What the exercise asks: Using the entries below, transcribe exactly the line containing "of the church" and each line that follows it to the end.

[BEGIN]

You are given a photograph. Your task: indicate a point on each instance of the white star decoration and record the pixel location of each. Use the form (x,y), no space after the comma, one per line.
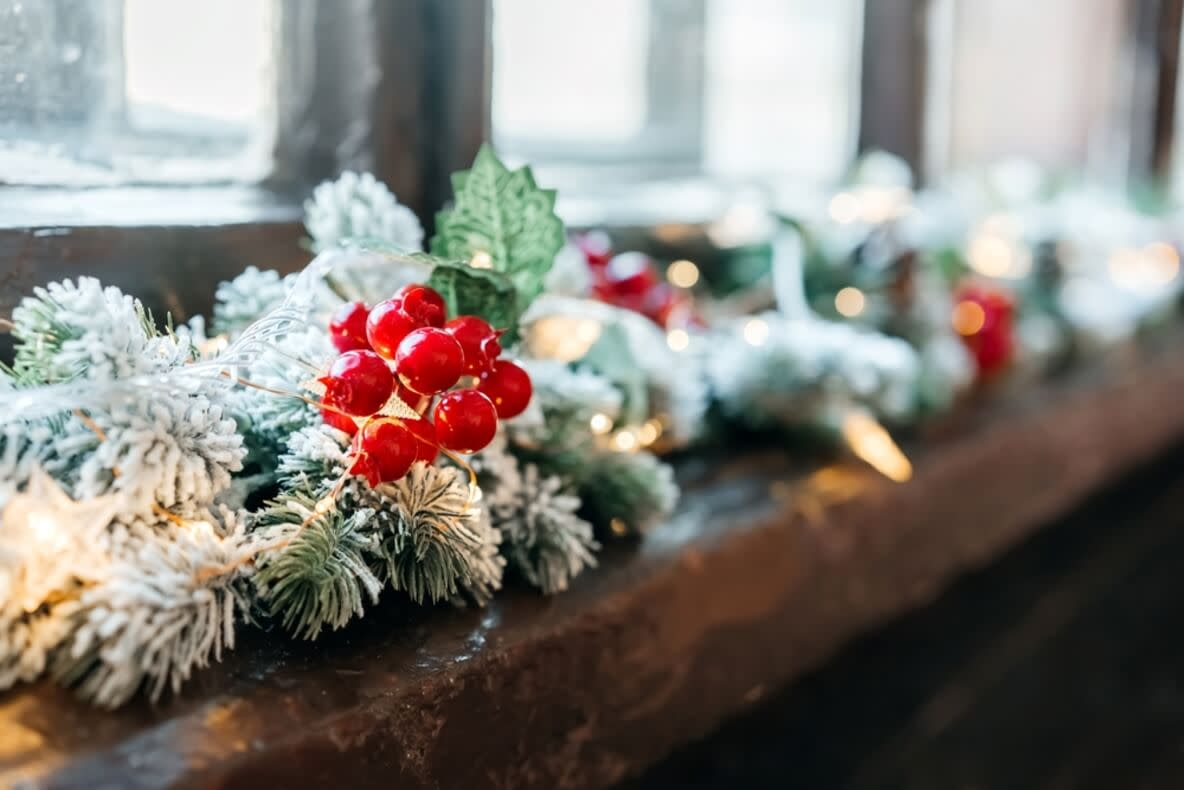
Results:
(46,538)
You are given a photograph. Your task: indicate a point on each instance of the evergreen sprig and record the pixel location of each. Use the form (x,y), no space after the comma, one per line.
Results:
(319,576)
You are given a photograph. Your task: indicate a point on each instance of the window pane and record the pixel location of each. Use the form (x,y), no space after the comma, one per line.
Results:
(1047,81)
(782,87)
(570,71)
(118,91)
(738,89)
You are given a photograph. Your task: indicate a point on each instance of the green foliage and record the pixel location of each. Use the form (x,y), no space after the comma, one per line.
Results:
(476,291)
(632,489)
(433,541)
(504,214)
(321,577)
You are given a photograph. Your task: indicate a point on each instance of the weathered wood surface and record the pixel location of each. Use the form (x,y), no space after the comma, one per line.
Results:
(1059,666)
(764,572)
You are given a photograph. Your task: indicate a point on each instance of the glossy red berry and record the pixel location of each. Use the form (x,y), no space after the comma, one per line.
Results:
(422,304)
(384,451)
(359,383)
(343,423)
(347,327)
(984,318)
(465,421)
(478,342)
(429,360)
(387,326)
(426,447)
(412,399)
(508,386)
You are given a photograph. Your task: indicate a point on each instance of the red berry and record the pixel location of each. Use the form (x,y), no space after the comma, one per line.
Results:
(359,383)
(465,421)
(429,360)
(387,326)
(631,274)
(508,386)
(384,451)
(422,303)
(343,423)
(984,318)
(347,327)
(596,246)
(426,447)
(478,341)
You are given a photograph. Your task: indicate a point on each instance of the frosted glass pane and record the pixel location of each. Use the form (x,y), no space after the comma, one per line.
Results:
(1044,81)
(570,71)
(121,91)
(782,87)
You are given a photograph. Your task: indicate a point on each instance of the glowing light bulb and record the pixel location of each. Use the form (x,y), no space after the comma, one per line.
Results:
(967,318)
(624,441)
(600,424)
(682,274)
(849,302)
(677,339)
(649,432)
(870,442)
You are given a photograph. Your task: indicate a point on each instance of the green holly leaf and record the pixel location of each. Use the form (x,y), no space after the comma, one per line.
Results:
(504,214)
(476,291)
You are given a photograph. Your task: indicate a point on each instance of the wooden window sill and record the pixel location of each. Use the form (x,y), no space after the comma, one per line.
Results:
(764,572)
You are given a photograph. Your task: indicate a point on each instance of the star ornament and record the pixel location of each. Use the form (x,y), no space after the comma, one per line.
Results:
(43,521)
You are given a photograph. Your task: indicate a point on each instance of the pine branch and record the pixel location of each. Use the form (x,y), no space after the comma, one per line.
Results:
(628,492)
(358,207)
(246,299)
(435,540)
(166,607)
(321,578)
(542,537)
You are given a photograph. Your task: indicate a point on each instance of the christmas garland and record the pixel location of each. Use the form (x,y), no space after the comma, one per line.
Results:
(431,424)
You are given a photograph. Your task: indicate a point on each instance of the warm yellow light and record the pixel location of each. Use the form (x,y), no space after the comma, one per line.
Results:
(649,432)
(967,318)
(677,339)
(43,526)
(755,332)
(562,338)
(844,207)
(849,302)
(600,424)
(682,274)
(990,256)
(624,441)
(870,442)
(1147,269)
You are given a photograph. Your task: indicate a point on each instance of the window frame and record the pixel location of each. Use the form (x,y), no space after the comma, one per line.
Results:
(411,104)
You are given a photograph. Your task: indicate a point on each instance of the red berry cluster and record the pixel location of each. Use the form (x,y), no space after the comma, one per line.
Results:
(631,281)
(404,347)
(984,316)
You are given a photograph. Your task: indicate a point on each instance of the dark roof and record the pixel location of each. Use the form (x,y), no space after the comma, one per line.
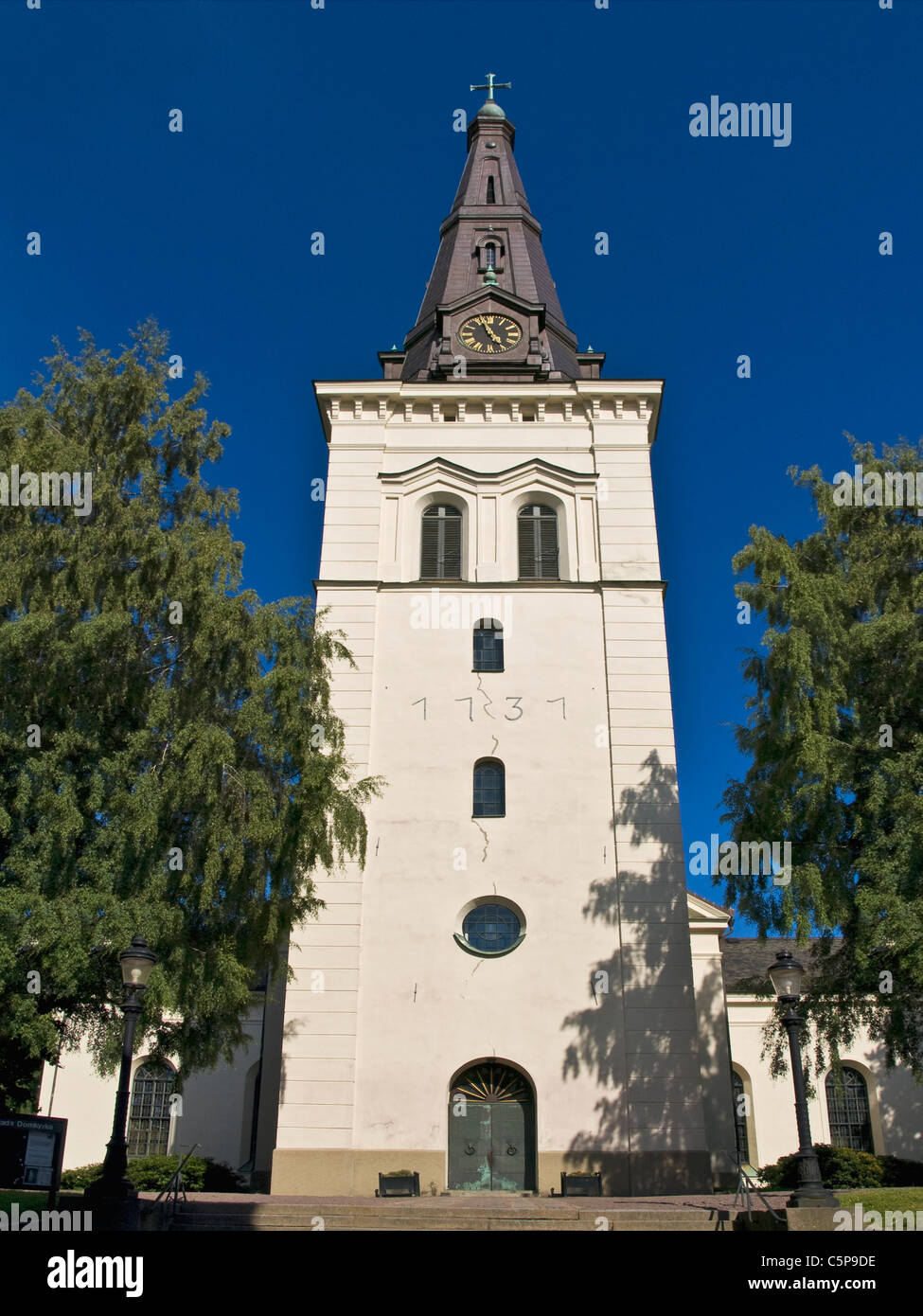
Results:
(522,272)
(745,960)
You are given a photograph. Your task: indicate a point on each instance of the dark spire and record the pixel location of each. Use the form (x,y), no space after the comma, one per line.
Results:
(491,262)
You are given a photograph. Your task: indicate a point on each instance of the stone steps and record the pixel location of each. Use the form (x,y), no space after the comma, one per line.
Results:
(382,1217)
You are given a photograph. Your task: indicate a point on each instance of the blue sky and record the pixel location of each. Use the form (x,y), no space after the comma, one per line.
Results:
(340,120)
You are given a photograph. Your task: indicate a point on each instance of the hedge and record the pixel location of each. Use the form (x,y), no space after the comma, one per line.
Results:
(842,1167)
(151,1173)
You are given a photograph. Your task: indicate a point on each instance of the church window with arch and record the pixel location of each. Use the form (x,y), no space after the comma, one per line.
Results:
(488,645)
(440,543)
(848,1111)
(149,1112)
(488,789)
(538,525)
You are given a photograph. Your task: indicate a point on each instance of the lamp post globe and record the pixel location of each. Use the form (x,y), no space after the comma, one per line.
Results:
(114,1198)
(788,975)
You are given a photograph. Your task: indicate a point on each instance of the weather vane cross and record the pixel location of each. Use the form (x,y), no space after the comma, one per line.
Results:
(488,86)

[END]

Reply:
You are given a photograph. Your task: indicate a point on each instance of the church window with arch and record the pixel location of each. Use the form (x,y), no space after the comma, one per line.
Results:
(488,645)
(440,543)
(848,1111)
(149,1112)
(488,789)
(538,525)
You are given a photograph. Your task: indicate a point on each instance of the lamp post globe and record the pixel location of each. Use the form (x,y), no space after the comma, one per line.
Results:
(114,1198)
(788,975)
You are given a photograph. Your task: indicate a point on each instance of the weather vane cross and record the pixel location of each. Use the form (x,y), no space after the comma, one per line.
Results:
(488,86)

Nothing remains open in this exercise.